**WHAT THIS TASK INVOLVES:** Rewrite the rows below with "takes a single dot" changed to "gets one dot" wherever it occurs and nothing else altered. Leave the pictures out.

■ ■ ■ ■ ■ ■ ■

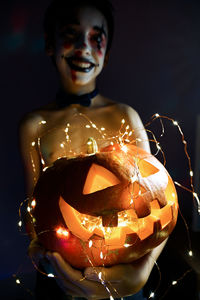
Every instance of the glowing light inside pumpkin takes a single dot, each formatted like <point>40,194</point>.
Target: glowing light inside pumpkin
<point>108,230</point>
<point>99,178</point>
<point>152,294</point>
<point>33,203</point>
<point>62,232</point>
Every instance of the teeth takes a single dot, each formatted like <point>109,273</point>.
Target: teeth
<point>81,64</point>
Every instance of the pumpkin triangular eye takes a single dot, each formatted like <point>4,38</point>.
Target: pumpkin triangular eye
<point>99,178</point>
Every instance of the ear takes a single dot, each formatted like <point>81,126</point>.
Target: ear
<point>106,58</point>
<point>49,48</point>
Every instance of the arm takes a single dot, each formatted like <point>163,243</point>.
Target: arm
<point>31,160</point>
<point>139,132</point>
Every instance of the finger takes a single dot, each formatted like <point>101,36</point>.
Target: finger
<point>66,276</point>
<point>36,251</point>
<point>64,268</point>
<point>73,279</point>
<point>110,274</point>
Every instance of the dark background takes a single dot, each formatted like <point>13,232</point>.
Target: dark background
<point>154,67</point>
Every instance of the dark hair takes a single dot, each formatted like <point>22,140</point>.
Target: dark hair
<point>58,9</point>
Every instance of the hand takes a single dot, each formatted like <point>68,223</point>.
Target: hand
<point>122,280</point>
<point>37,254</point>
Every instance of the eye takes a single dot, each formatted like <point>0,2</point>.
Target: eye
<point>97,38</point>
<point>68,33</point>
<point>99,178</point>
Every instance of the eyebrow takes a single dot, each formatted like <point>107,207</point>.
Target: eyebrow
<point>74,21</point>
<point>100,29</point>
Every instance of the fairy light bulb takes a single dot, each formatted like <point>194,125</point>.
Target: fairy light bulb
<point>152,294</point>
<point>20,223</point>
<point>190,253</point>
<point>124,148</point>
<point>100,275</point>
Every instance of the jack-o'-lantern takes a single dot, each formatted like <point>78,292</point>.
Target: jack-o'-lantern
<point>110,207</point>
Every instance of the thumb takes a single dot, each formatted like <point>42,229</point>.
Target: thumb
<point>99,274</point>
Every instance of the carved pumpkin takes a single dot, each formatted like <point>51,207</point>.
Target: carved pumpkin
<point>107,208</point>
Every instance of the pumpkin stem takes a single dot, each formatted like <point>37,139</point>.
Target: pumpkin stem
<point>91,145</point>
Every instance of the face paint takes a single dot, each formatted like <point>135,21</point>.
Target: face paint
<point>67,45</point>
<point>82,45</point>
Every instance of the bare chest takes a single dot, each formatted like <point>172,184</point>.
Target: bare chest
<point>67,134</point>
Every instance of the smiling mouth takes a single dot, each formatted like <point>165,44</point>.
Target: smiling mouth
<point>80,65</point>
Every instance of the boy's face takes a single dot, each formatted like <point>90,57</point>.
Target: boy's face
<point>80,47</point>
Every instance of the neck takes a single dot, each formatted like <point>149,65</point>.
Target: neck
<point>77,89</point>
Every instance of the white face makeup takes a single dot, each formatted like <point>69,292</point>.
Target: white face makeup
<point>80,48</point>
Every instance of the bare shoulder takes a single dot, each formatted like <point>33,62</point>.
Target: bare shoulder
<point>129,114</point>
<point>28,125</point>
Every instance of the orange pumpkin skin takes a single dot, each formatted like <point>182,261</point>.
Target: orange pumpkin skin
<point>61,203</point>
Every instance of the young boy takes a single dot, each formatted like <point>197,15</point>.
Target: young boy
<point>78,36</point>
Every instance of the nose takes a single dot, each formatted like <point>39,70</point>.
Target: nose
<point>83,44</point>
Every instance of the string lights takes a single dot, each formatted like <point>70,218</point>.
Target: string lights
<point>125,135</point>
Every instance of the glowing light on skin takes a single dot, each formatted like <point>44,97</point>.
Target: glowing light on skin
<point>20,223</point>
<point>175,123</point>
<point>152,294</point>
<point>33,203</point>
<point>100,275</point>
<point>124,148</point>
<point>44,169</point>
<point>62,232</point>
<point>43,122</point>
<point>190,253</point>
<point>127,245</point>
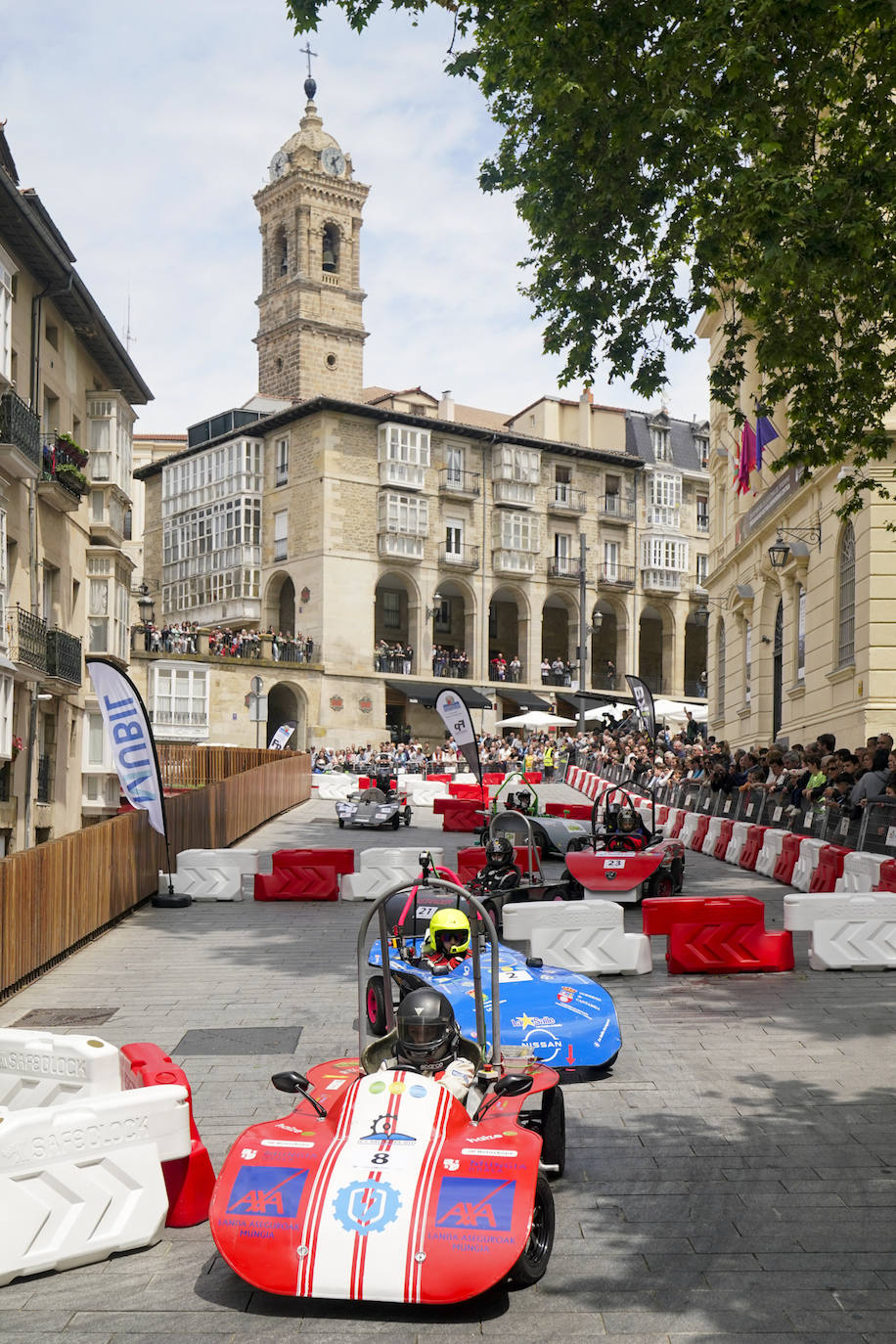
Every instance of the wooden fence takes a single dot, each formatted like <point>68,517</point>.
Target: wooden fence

■ ■ ■ ■ ■ ■ ■

**RESPONSE:**
Every instance of the glowing light inside pumpkin gets one dot, each formatted like <point>40,194</point>.
Target: glowing light inside pumpkin
<point>108,230</point>
<point>99,178</point>
<point>152,294</point>
<point>33,203</point>
<point>62,232</point>
Every instance of the teeth gets one dot, each formatted like <point>109,273</point>.
Target: teeth
<point>81,64</point>
Every instance of the pumpkin triangular eye gets one dot, each formatted like <point>4,38</point>.
Target: pumpkin triangular eye
<point>99,178</point>
Every instance of the ear gets one dot, each formatted like <point>81,126</point>.
Target: ear
<point>106,58</point>
<point>49,48</point>
Every instance of the arm gets one dot, each formatted like <point>163,243</point>.
Target: arm
<point>31,160</point>
<point>139,132</point>
Every instance of the finger gets one dot, each formatted like <point>101,36</point>.
Target: finger
<point>66,276</point>
<point>36,251</point>
<point>64,268</point>
<point>73,279</point>
<point>110,274</point>
Every instance of the dark background gets one dot, each formatted like <point>13,232</point>.
Target: dark background
<point>154,67</point>
Every instance of the dark hair gets one dot, each formatted like <point>22,140</point>.
Target: dark hair
<point>58,9</point>
Every instance of the hand gets one dot, each formatted like <point>68,223</point>.
Target: hand
<point>122,280</point>
<point>37,254</point>
Every instance of the eye gets one dot, each formatted like <point>0,2</point>.
Target: eye
<point>97,38</point>
<point>68,33</point>
<point>99,178</point>
Every instance of the eyebrow gets one dot, each formatted like <point>107,207</point>.
Target: eyebrow
<point>74,21</point>
<point>100,29</point>
Every instance of the fairy light bulb gets one dot, each formatted like <point>194,125</point>.
Target: fairy light bulb
<point>152,294</point>
<point>20,223</point>
<point>190,253</point>
<point>124,148</point>
<point>100,275</point>
Every instance of the jack-o'-lantern gets one dot, each formatted like <point>78,292</point>.
Target: jack-o'-lantern
<point>110,207</point>
Every instance of the thumb gets one dot, each formatted like <point>42,229</point>.
Target: thumb
<point>99,274</point>
Every instance of the carved pumpkin gets one dot, each formatted like <point>51,207</point>.
Target: carved pumpkin
<point>107,208</point>
Every instance of the pumpkin stem gets one dot, each formatted like <point>37,139</point>.
Target: pumpkin stem
<point>91,145</point>
Every instance of the face paint gets one dot, each formatted like <point>135,21</point>.
Target: face paint
<point>67,45</point>
<point>82,45</point>
Every instance of the bare chest gets one dot, each formatted like <point>172,184</point>.
Target: bare chest
<point>67,134</point>
Every instance of the smiling mouth gets one dot, each formatted like <point>165,44</point>.
Target: smiling mouth
<point>80,65</point>
Every instance of the boy's face gets one dot, each formatted like <point>90,57</point>.
Target: boy's face
<point>80,47</point>
Every instance of the neck gets one dot, each formatted like <point>149,65</point>.
Target: neck
<point>77,89</point>
Every instance of the white face makeup gets one dot, each formatted like <point>69,292</point>.
Target: white face makeup
<point>80,48</point>
Every instance of the bare shoulder gets one dot, each formatted like <point>33,62</point>.
Target: bare shoulder
<point>129,114</point>
<point>28,125</point>
Every instance of the orange pumpkin skin gets one dot, each formatted like <point>182,261</point>.
Target: orange pumpkin skin
<point>61,203</point>
Every instance of the young boy gets one dot, each formatted like <point>197,15</point>.
Target: young boy
<point>78,36</point>
Every instance of the nose gets one dot, each formatted like <point>39,70</point>.
Target: nose
<point>83,44</point>
Every instance of the string lights gets one dot, each formatted like <point>70,218</point>.
Target: string lights
<point>125,135</point>
Every instance of the glowing light on skin gets one dot, each formatted like <point>44,97</point>.
Target: glowing light on skin
<point>20,223</point>
<point>175,123</point>
<point>152,294</point>
<point>33,203</point>
<point>100,275</point>
<point>124,148</point>
<point>44,169</point>
<point>62,232</point>
<point>43,122</point>
<point>190,253</point>
<point>127,245</point>
Every instance of the wooden fence gets one dot, each formatted like <point>68,517</point>.
Target: wooden fence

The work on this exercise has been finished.